Provided information.
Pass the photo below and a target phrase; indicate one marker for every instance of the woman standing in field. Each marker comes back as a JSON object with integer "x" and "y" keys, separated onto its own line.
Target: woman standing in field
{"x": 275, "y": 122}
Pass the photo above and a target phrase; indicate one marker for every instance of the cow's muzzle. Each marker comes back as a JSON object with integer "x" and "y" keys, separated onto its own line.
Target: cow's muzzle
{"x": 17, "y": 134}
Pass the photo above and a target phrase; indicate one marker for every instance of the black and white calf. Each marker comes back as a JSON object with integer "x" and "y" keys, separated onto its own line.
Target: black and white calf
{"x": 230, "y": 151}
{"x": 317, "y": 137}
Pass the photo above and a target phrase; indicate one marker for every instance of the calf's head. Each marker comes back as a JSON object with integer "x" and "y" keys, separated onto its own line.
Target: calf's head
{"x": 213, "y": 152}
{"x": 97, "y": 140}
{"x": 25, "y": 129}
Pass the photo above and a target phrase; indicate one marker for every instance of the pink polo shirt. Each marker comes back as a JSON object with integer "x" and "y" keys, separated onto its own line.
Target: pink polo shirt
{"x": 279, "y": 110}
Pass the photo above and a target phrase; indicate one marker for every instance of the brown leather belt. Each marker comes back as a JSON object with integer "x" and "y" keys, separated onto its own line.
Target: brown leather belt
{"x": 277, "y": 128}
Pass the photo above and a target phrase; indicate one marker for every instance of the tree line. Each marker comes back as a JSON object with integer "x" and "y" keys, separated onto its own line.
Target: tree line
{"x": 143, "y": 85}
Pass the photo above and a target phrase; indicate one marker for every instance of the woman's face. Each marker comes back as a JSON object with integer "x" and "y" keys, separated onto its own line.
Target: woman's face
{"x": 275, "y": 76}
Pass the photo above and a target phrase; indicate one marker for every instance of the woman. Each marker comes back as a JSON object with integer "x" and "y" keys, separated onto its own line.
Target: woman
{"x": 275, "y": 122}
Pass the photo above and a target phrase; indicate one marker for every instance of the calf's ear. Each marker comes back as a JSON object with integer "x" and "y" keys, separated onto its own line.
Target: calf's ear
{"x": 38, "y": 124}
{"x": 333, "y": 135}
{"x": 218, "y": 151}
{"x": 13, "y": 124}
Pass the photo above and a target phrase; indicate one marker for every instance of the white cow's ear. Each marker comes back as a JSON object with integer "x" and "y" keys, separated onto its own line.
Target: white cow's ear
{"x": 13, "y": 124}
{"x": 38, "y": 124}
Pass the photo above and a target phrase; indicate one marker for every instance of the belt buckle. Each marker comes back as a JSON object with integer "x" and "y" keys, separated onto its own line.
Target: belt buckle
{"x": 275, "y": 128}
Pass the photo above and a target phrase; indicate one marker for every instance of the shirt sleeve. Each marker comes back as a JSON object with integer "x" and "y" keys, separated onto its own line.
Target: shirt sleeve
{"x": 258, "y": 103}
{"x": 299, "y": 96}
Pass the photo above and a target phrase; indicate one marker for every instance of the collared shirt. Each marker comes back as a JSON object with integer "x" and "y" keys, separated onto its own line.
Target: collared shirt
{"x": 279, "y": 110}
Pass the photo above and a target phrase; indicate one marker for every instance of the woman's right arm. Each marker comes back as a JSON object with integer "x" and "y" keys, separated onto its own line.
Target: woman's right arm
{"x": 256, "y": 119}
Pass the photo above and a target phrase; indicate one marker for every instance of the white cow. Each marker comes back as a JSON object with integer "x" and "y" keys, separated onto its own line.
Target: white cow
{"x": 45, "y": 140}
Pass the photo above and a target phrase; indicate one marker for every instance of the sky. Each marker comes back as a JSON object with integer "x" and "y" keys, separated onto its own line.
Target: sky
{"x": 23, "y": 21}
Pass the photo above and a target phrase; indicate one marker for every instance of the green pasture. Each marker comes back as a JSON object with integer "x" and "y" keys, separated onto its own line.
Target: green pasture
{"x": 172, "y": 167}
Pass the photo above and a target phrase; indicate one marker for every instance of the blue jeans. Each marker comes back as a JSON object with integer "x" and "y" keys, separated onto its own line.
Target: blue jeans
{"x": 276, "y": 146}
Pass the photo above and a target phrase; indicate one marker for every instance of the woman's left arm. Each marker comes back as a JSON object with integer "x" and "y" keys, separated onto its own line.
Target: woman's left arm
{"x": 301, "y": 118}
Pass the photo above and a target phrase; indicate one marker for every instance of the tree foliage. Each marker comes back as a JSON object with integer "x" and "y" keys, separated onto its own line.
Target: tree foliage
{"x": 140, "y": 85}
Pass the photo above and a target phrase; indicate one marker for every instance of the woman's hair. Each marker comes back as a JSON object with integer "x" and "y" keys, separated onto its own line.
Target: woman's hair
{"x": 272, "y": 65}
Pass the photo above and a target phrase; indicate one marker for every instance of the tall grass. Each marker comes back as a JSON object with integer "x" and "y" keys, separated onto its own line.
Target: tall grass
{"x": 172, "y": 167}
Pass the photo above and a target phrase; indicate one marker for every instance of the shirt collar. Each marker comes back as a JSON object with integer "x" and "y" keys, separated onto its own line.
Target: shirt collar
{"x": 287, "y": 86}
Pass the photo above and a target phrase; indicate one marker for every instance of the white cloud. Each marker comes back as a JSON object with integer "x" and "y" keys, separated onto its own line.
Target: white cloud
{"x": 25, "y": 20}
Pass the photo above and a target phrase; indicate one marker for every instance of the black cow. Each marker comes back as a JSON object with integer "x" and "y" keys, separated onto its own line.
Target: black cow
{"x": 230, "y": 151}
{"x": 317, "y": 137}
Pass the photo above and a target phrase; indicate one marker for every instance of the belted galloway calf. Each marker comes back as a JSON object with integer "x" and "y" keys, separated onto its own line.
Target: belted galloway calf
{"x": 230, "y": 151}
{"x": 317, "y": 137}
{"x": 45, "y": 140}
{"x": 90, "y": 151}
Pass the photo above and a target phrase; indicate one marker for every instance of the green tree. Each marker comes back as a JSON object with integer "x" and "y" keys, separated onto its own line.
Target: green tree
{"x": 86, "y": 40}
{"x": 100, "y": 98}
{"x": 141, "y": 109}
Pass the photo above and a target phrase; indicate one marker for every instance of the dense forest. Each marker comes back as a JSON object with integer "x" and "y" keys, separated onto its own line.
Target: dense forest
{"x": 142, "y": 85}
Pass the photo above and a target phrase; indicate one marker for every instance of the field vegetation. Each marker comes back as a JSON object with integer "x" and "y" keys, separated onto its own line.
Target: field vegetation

Task. Reproduce every item above word for word, without changing anything.

Task result.
Pass the photo below and a target phrase; indicate one marker for every instance of the woman standing in field. Each marker comes back as a JSON object with integer "x" and "y" keys, separated onto its own line.
Target: woman standing in field
{"x": 275, "y": 122}
Pass the photo above and a target phrase; indicate one marker for every instance of the cow's muzzle. Each marker comes back as a JSON object with integer "x" and "y" keys, separated onto its own line.
Target: cow's muzzle
{"x": 17, "y": 134}
Pass the photo above and a target phrase; indicate one marker for every instance of the black and white calf. Each marker comes back as a JSON object with integer "x" and "y" keys, separated onto its own line.
Target: black and white calf
{"x": 230, "y": 151}
{"x": 317, "y": 137}
Pass the photo above and a target phrase; indicate one marker for every instance of the calf's head. Each marker comes back as a JSON object with integer "x" and "y" keys, separated onto its own line.
Target: calf's head
{"x": 213, "y": 152}
{"x": 97, "y": 140}
{"x": 25, "y": 129}
Pass the photo above and a target phrase; indicate one marker for every instance of the pink polo shirt. Each marker comes back as a JSON object with integer "x" and "y" keys, separated onto its own line.
Target: pink polo shirt
{"x": 279, "y": 110}
Pass the photo above and a target phrase; indicate one marker for every instance of the brown leather belt. Each marker comes back as a JSON object with integer "x" and "y" keys, separated onto its own line.
Target: brown leather belt
{"x": 277, "y": 128}
Pass the photo above and a target phrase; indicate one marker for every instance of the tree line. Each marker comes back as a JSON object with integer "x" and "y" keys, separated onto its own line.
Target: tree line
{"x": 143, "y": 85}
Pass the photo above and a target phrase; indicate one marker for every instance of the woman's face. Each marker comes back as a JSON object with integer "x" and "y" keys, separated onto its own line.
Target: woman's face
{"x": 275, "y": 76}
Pass the photo above and a target phrase; indicate one marker for every instance of the woman. Each marker comes back as a JSON object with integer "x" and "y" keys, separated onto its own line.
Target: woman
{"x": 275, "y": 122}
Pass the photo above and a target phrase; indicate one marker for every instance of the calf's ear. Each marker comes back as a JSON object with integer "x" and "y" keys, separated onto its own line.
Target: calf's ear
{"x": 38, "y": 124}
{"x": 333, "y": 135}
{"x": 218, "y": 151}
{"x": 13, "y": 124}
Pass the photo above and a target phrase; indicate one marker for every instance of the white cow's ear. Each marker comes back as a JSON object with integer "x" and "y" keys, separated onto its own line.
Target: white cow's ear
{"x": 13, "y": 124}
{"x": 38, "y": 124}
Pass the photo above and a target phrase; indicate one marker for every instance of the belt buckle. Each marker comes back as a JSON object with integer "x" and "y" keys, separated onto its own line.
Target: belt buckle
{"x": 275, "y": 128}
Pass the photo above and a target phrase; indicate one marker for every instance of the shirt sleeve. Each marker comes back as a JSON object with integer "x" and "y" keys, separated onto its own line.
Target: shirt sleeve
{"x": 258, "y": 103}
{"x": 299, "y": 96}
Pass the photo above and a target phrase; indicate one marker for every instance of the collared shirt. Each marker comes back as a JSON object with integer "x" and "y" keys, separated onto its own line.
Target: collared shirt
{"x": 279, "y": 110}
Pass the photo above and a target phrase; indicate one marker for every instance of the woman's right arm. Each marker comes back as a JSON object with integer "x" and "y" keys, separated onto its own line.
Target: woman's right arm
{"x": 256, "y": 119}
Pass the photo above and a target phrase; indicate one marker for every instance of the white cow. Each marker comes back as a JSON object with integer "x" and "y" keys, separated onto its own line.
Target: white cow
{"x": 45, "y": 140}
Pass the photo above and a target phrase; indicate one marker for every instance of the sky. Each marker comes back as a JSON object with integer "x" and "y" keys, separated onto its own line.
Target: sky
{"x": 23, "y": 21}
Pass the photo above and a target phrase; indicate one marker for every instance of the green pasture. Each marker comes back as a JSON object with integer "x" and "y" keys, separated onto its own line.
Target: green pasture
{"x": 172, "y": 167}
Pass the photo above and a target phrase; indicate one marker for every instance of the blue jeans. Each marker comes back as a JSON object with integer "x" and "y" keys, separated onto its own line.
Target: blue jeans
{"x": 276, "y": 146}
Pass the photo above and a target phrase; indicate one marker for every instance of the woman's left arm. Each marker comes back as a JSON object with integer "x" and "y" keys, separated onto its own line.
Target: woman's left arm
{"x": 301, "y": 118}
Pass the photo above and a target phrase; indicate one marker for every instance of the tree foliage. Each marker comes back as a JSON object with integer "x" and "y" keys, separated onto its own line.
Target: tree foliage
{"x": 140, "y": 85}
Pass the photo above and a target phrase; indicate one marker for every instance of the woman's hair. Each marker comes back as a JSON object with integer "x" and "y" keys, separated onto its own line.
Target: woman's hair
{"x": 272, "y": 65}
Pass the photo above and a target phrase; indicate one marker for every instance of the tall grass. Each marker comes back as a JSON object with integer "x" and "y" keys, separated onto its own line.
Target: tall grass
{"x": 172, "y": 167}
Pass the photo above and a target phrase; indicate one marker for every instance of the shirt collar. Each marker comes back as a JSON object with integer "x" and "y" keys, separated onto its own line.
Target: shirt collar
{"x": 287, "y": 86}
Pass the photo above and a target phrase; indicate one marker for every instance of the white cloud. Each marker comes back as a JSON object with integer "x" and "y" keys, separated onto its own line.
Target: white cloud
{"x": 25, "y": 20}
Pass the photo above and a target phrase; indicate one marker for every instance of the black cow. Each marker comes back as a JSON object with integer "x" and "y" keys, separated onto its own line.
Target: black cow
{"x": 230, "y": 151}
{"x": 317, "y": 137}
Pass the photo above and a target phrase; indicate one marker for every instance of the belted galloway calf. Each marker comes back as a JSON object with integer "x" and "y" keys, separated onto its own line.
Target: belted galloway calf
{"x": 230, "y": 151}
{"x": 317, "y": 137}
{"x": 45, "y": 140}
{"x": 90, "y": 151}
Pass the photo above and a target phrase; indicate one marker for every instance of the green tree. Each marker comes back as a JSON object with integer "x" and "y" keys, separated onto its own line.
Target: green tree
{"x": 86, "y": 40}
{"x": 100, "y": 98}
{"x": 141, "y": 109}
Pass the photo above and a target phrase; indicate one marker for every instance of the dense forest. Each marker comes back as a JSON object with integer "x" and "y" keys, separated onto its own line.
Target: dense forest
{"x": 142, "y": 85}
Pass the photo above and a target phrase; indicate one marker for every instance of the field vegetation. Each marker comes back as a JSON object with integer "x" and "y" keys, separated onto its own line.
Target: field vegetation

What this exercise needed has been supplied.